● Shape boundary entries:

* * * * * * * * *

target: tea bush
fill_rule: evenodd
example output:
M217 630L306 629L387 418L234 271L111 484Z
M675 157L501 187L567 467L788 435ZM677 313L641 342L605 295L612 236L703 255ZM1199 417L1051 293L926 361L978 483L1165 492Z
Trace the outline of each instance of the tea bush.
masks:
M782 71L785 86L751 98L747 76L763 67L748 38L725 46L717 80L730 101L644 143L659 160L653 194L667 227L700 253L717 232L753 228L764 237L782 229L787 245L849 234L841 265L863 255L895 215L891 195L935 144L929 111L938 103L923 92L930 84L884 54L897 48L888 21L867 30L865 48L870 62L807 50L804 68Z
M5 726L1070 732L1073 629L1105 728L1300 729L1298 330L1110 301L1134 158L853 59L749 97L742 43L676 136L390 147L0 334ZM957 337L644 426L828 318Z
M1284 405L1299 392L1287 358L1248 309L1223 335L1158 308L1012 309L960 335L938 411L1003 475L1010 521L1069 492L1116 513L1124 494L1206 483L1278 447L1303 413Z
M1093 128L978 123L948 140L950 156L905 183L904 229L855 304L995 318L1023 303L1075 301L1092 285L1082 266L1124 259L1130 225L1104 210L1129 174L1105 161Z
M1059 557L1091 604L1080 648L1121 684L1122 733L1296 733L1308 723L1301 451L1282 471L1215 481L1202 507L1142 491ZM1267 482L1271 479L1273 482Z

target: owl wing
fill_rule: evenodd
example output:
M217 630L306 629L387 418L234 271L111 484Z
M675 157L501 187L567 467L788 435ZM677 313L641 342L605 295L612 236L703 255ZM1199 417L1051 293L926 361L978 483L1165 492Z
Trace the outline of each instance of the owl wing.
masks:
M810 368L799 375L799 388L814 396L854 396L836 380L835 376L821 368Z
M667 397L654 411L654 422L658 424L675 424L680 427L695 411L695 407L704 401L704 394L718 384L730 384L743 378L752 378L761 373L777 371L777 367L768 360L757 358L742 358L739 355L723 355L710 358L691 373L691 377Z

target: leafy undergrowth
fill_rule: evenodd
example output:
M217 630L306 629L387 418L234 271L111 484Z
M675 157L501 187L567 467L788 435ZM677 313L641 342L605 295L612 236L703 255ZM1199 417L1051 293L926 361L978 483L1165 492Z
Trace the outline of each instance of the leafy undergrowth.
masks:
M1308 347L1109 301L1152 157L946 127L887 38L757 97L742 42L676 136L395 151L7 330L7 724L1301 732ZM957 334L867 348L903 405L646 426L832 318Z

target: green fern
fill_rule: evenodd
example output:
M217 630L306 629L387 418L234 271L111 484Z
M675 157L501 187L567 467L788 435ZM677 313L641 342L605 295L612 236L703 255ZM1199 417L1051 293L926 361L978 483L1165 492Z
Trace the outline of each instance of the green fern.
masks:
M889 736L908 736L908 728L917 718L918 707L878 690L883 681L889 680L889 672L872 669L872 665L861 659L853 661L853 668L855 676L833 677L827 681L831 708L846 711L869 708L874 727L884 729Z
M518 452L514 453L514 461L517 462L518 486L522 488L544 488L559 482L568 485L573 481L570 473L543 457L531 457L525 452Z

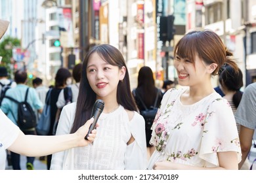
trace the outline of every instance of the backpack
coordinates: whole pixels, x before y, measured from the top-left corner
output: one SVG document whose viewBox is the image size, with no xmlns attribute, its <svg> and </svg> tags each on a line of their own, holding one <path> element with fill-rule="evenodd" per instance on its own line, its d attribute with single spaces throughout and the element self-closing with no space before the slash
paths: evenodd
<svg viewBox="0 0 256 183">
<path fill-rule="evenodd" d="M 18 126 L 21 130 L 26 131 L 28 129 L 35 127 L 37 125 L 36 117 L 35 112 L 33 111 L 31 105 L 27 102 L 28 90 L 26 92 L 25 100 L 22 102 L 19 102 L 12 97 L 5 96 L 12 101 L 14 101 L 18 105 L 18 119 L 16 120 L 12 110 L 11 110 L 12 115 L 14 120 L 17 122 Z"/>
<path fill-rule="evenodd" d="M 150 130 L 151 127 L 152 125 L 154 120 L 155 119 L 155 116 L 156 113 L 158 112 L 158 108 L 156 107 L 156 105 L 158 100 L 158 96 L 160 94 L 160 90 L 158 90 L 158 93 L 156 94 L 156 97 L 155 99 L 155 102 L 154 103 L 154 106 L 150 107 L 150 108 L 148 108 L 146 105 L 144 103 L 142 98 L 140 97 L 139 93 L 136 92 L 136 90 L 134 90 L 135 96 L 136 95 L 138 99 L 140 100 L 141 104 L 142 105 L 144 110 L 141 110 L 140 114 L 143 116 L 145 120 L 145 127 L 146 130 Z"/>
<path fill-rule="evenodd" d="M 2 89 L 1 90 L 1 95 L 0 95 L 0 106 L 2 103 L 2 101 L 5 97 L 6 92 L 11 88 L 11 85 L 12 85 L 12 81 L 11 81 L 8 84 L 3 84 L 0 82 L 0 85 L 2 86 Z"/>
</svg>

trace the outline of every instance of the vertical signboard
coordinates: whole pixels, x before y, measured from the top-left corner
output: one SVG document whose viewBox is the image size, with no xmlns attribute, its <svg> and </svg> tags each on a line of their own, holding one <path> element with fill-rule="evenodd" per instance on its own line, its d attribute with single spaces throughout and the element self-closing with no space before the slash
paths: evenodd
<svg viewBox="0 0 256 183">
<path fill-rule="evenodd" d="M 108 43 L 108 3 L 100 7 L 100 39 L 102 43 Z"/>
<path fill-rule="evenodd" d="M 137 29 L 138 29 L 138 58 L 144 59 L 144 2 L 137 3 Z"/>
<path fill-rule="evenodd" d="M 60 41 L 62 47 L 74 47 L 72 13 L 71 8 L 58 9 L 59 18 Z"/>
</svg>

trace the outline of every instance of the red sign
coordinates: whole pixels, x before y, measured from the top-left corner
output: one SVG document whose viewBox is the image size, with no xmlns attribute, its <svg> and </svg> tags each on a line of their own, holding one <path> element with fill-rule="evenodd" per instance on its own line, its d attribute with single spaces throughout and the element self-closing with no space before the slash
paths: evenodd
<svg viewBox="0 0 256 183">
<path fill-rule="evenodd" d="M 137 5 L 137 16 L 138 24 L 140 27 L 144 25 L 144 4 Z"/>
<path fill-rule="evenodd" d="M 144 33 L 138 33 L 138 58 L 144 59 Z"/>
</svg>

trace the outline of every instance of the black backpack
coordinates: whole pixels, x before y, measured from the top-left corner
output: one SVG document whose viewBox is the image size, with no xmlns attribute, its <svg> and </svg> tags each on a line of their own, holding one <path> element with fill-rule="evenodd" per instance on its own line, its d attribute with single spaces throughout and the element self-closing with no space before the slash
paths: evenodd
<svg viewBox="0 0 256 183">
<path fill-rule="evenodd" d="M 5 96 L 12 101 L 18 104 L 18 120 L 15 119 L 14 115 L 11 110 L 13 118 L 17 122 L 17 124 L 21 130 L 26 131 L 28 129 L 35 127 L 37 125 L 36 117 L 31 105 L 27 102 L 28 90 L 26 92 L 25 100 L 22 102 L 19 102 L 12 97 Z"/>
<path fill-rule="evenodd" d="M 71 103 L 72 102 L 72 90 L 69 86 L 64 89 L 64 96 L 65 99 L 65 105 Z"/>
<path fill-rule="evenodd" d="M 0 95 L 0 106 L 2 103 L 2 101 L 3 98 L 5 97 L 6 92 L 11 88 L 11 85 L 12 85 L 12 82 L 11 81 L 9 84 L 3 84 L 3 83 L 0 82 L 0 85 L 2 86 L 2 88 L 1 90 L 1 95 Z"/>
</svg>

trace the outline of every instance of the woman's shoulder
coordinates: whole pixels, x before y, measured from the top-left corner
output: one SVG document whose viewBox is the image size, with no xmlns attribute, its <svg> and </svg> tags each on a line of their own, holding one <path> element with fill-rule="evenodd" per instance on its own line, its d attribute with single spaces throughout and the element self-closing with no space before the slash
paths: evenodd
<svg viewBox="0 0 256 183">
<path fill-rule="evenodd" d="M 142 116 L 141 116 L 140 114 L 139 114 L 137 111 L 135 110 L 129 110 L 126 108 L 124 108 L 125 112 L 128 115 L 128 118 L 129 122 L 132 121 L 136 121 L 138 120 L 144 120 Z"/>
</svg>

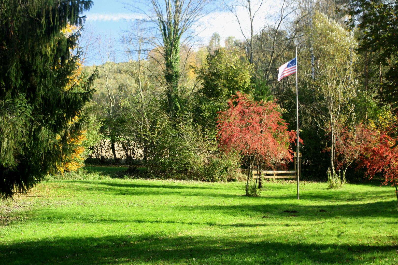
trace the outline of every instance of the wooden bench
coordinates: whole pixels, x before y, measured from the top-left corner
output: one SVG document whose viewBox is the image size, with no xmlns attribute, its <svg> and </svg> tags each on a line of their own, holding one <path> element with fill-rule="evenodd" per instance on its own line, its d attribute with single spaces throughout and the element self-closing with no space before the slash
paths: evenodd
<svg viewBox="0 0 398 265">
<path fill-rule="evenodd" d="M 257 178 L 257 170 L 254 170 L 253 178 Z M 261 178 L 297 178 L 295 170 L 266 170 L 262 172 L 258 171 L 259 174 L 261 174 Z"/>
</svg>

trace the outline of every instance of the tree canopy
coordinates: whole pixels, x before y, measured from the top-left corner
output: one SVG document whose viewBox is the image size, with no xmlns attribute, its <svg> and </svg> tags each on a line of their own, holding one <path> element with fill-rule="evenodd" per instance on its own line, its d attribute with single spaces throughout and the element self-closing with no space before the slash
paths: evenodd
<svg viewBox="0 0 398 265">
<path fill-rule="evenodd" d="M 68 139 L 95 75 L 77 71 L 78 31 L 91 1 L 0 1 L 0 197 L 25 191 L 72 151 Z"/>
</svg>

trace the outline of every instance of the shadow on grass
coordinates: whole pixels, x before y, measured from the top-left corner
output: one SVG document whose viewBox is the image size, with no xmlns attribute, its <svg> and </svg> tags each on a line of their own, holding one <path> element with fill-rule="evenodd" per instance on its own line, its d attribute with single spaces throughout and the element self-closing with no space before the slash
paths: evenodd
<svg viewBox="0 0 398 265">
<path fill-rule="evenodd" d="M 373 264 L 392 260 L 396 247 L 201 237 L 143 235 L 56 238 L 0 246 L 2 264 Z M 387 264 L 387 263 L 385 263 Z"/>
<path fill-rule="evenodd" d="M 183 185 L 178 183 L 176 185 L 171 184 L 155 184 L 154 183 L 137 184 L 131 183 L 121 183 L 120 182 L 113 182 L 109 181 L 103 181 L 98 182 L 90 180 L 66 180 L 65 183 L 81 183 L 82 184 L 91 184 L 92 186 L 89 188 L 84 186 L 78 186 L 72 187 L 72 188 L 76 191 L 95 191 L 96 190 L 101 191 L 105 193 L 115 195 L 176 195 L 183 196 L 196 196 L 219 197 L 220 198 L 230 199 L 240 197 L 242 199 L 247 199 L 250 201 L 255 203 L 261 203 L 268 204 L 271 200 L 286 200 L 290 199 L 294 201 L 296 198 L 295 193 L 295 188 L 292 188 L 291 190 L 287 189 L 287 187 L 283 185 L 276 186 L 273 185 L 269 190 L 267 190 L 268 187 L 265 187 L 265 190 L 262 192 L 262 196 L 259 197 L 247 197 L 241 195 L 239 192 L 243 193 L 244 191 L 232 188 L 228 188 L 225 187 L 210 187 L 209 185 L 205 186 L 199 186 L 193 185 Z M 231 183 L 231 186 L 234 188 L 237 184 Z M 99 187 L 101 187 L 99 188 Z M 100 189 L 102 188 L 101 190 Z M 106 190 L 105 190 L 106 189 Z M 227 191 L 228 193 L 217 193 L 215 191 L 212 192 L 212 191 L 215 190 L 221 190 L 225 192 Z M 278 191 L 284 191 L 287 193 L 283 195 L 280 194 L 276 195 Z M 390 191 L 391 191 L 390 192 Z M 393 195 L 392 189 L 391 191 L 388 189 L 383 189 L 380 190 L 372 190 L 371 192 L 366 192 L 363 190 L 359 190 L 357 191 L 353 192 L 350 191 L 348 192 L 343 189 L 340 190 L 320 190 L 316 188 L 312 190 L 303 190 L 300 193 L 300 198 L 302 200 L 320 200 L 330 201 L 334 200 L 338 201 L 337 203 L 345 203 L 347 201 L 361 201 L 373 199 L 377 197 L 385 197 L 389 194 Z M 274 195 L 275 194 L 275 195 Z M 292 203 L 291 202 L 289 203 Z M 334 203 L 336 203 L 335 201 Z"/>
<path fill-rule="evenodd" d="M 145 213 L 142 218 L 139 211 L 140 206 L 135 204 L 125 204 L 123 207 L 131 209 L 136 213 L 133 215 L 125 215 L 123 214 L 112 214 L 107 217 L 99 217 L 96 214 L 89 214 L 84 208 L 78 211 L 75 210 L 68 211 L 67 209 L 59 212 L 49 211 L 48 209 L 36 210 L 31 213 L 31 221 L 46 220 L 48 222 L 57 222 L 62 220 L 63 222 L 73 223 L 78 221 L 86 224 L 96 222 L 98 223 L 127 223 L 131 225 L 135 223 L 162 223 L 167 225 L 170 224 L 179 224 L 184 225 L 200 225 L 209 226 L 218 226 L 220 228 L 228 228 L 232 226 L 254 227 L 257 226 L 280 226 L 281 223 L 293 223 L 300 222 L 325 221 L 334 222 L 335 220 L 341 218 L 358 218 L 357 223 L 365 223 L 369 221 L 369 218 L 390 218 L 383 220 L 379 224 L 391 223 L 398 224 L 396 221 L 397 213 L 385 203 L 378 202 L 367 204 L 346 204 L 336 205 L 299 205 L 287 206 L 285 204 L 268 203 L 264 205 L 244 204 L 237 205 L 207 205 L 166 206 L 159 209 L 154 215 L 148 215 Z M 137 208 L 138 207 L 138 208 Z M 146 208 L 143 208 L 144 210 Z M 320 212 L 322 209 L 326 212 Z M 294 214 L 283 213 L 285 210 L 295 210 L 298 212 Z M 173 220 L 166 216 L 168 216 L 168 211 L 176 211 L 183 216 L 189 216 L 189 221 Z M 224 216 L 240 219 L 245 219 L 243 222 L 230 221 L 226 222 L 222 220 L 215 221 L 211 218 L 215 213 Z M 107 213 L 107 214 L 108 214 Z M 263 218 L 263 216 L 267 218 Z M 367 218 L 366 219 L 363 219 Z M 275 221 L 277 219 L 277 223 Z M 234 220 L 234 219 L 233 219 Z"/>
</svg>

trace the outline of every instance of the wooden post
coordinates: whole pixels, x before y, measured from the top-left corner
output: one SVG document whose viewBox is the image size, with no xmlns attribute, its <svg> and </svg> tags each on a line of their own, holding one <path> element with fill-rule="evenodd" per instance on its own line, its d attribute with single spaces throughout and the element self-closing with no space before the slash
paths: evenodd
<svg viewBox="0 0 398 265">
<path fill-rule="evenodd" d="M 260 171 L 260 176 L 258 177 L 258 188 L 261 189 L 262 186 L 261 183 L 261 177 L 263 175 L 263 165 L 261 165 L 261 170 Z"/>
</svg>

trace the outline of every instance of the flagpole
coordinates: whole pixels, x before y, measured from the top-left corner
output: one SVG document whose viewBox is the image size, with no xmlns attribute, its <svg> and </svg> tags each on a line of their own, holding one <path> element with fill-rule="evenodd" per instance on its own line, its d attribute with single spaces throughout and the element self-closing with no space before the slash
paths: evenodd
<svg viewBox="0 0 398 265">
<path fill-rule="evenodd" d="M 298 77 L 297 75 L 298 74 L 298 60 L 297 59 L 297 46 L 296 46 L 296 110 L 297 110 L 297 157 L 296 161 L 297 162 L 297 167 L 296 168 L 296 174 L 297 176 L 297 199 L 300 199 L 300 196 L 299 195 L 298 192 L 298 172 L 300 172 L 299 168 L 298 167 L 300 166 L 300 162 L 299 161 L 300 161 L 300 157 L 299 157 L 298 154 L 300 153 L 298 153 Z"/>
</svg>

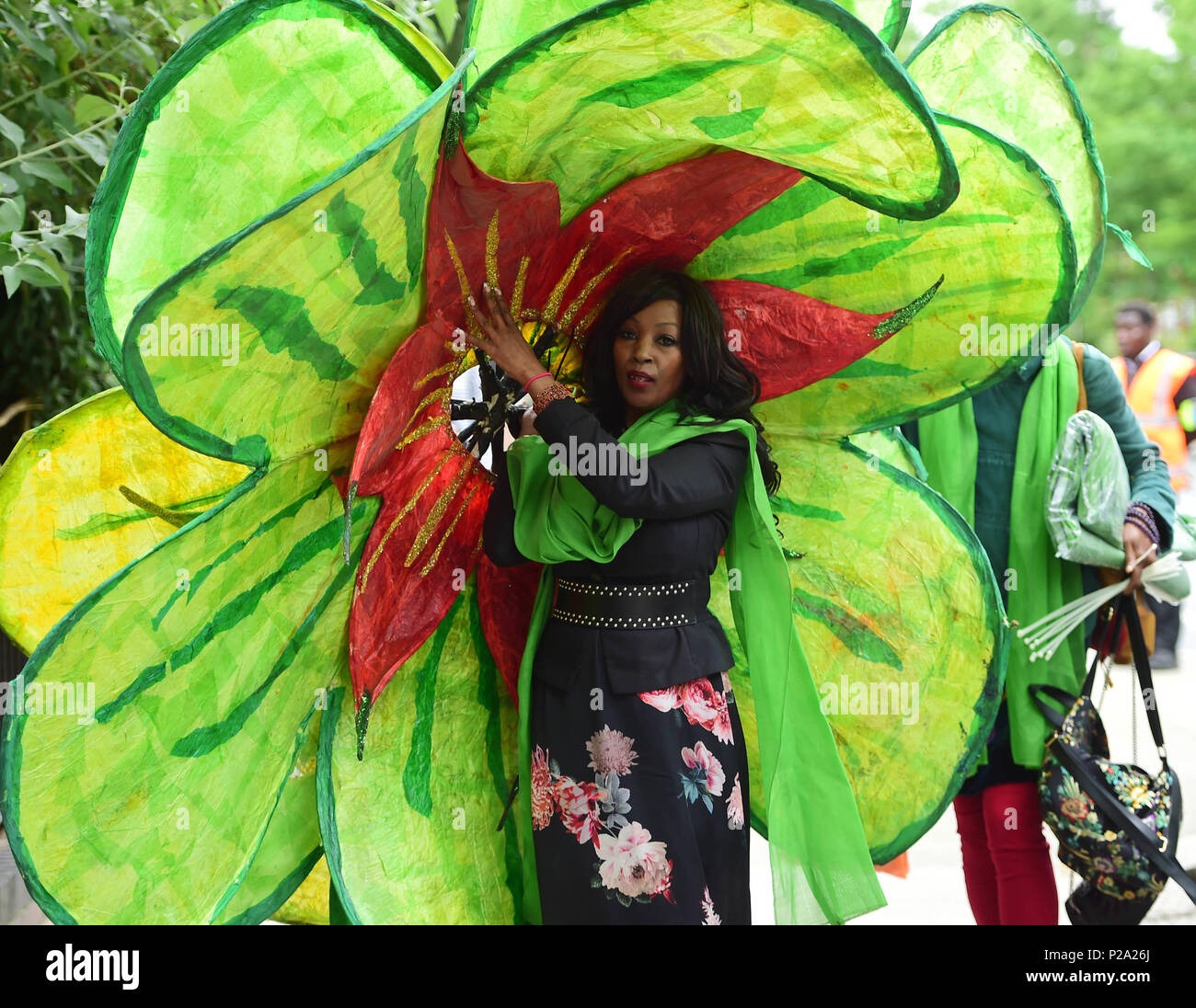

* * * * * * * * *

● TASK DESCRIPTION: Please recast the lines above that run from the one containing "trace the outline of every instance of the black" through the one containing "71 103 L 72", both included, as a JSON list of strings with one string per line and blank lines left out.

● SOLUTION TO THIS TASK:
[
  "trace the outline of every instance of the black backpack",
  "coordinates: whole pixels, x before y, measured from the top-left corner",
  "output: one SVG document whose viewBox is the image size, with no xmlns attribute, its <svg> and </svg> tags each on a line of their own, holding one <path> element with fill-rule=\"evenodd\" per instance on its own line, its d attribute with single spaces throughout and the element self-closing with no space before the slash",
  "paths: evenodd",
  "<svg viewBox=\"0 0 256 183\">",
  "<path fill-rule=\"evenodd\" d=\"M 5 96 L 12 101 L 18 104 L 18 120 L 15 119 L 14 115 L 11 110 L 13 118 L 17 122 L 17 124 L 21 130 L 26 131 L 28 129 L 35 127 L 37 125 L 36 117 L 31 105 L 27 102 L 28 90 L 26 92 L 25 100 L 22 102 L 19 102 L 12 97 Z\"/>",
  "<path fill-rule=\"evenodd\" d=\"M 71 103 L 72 102 L 72 90 L 69 86 L 64 89 L 64 96 L 65 99 L 65 105 Z\"/>"
]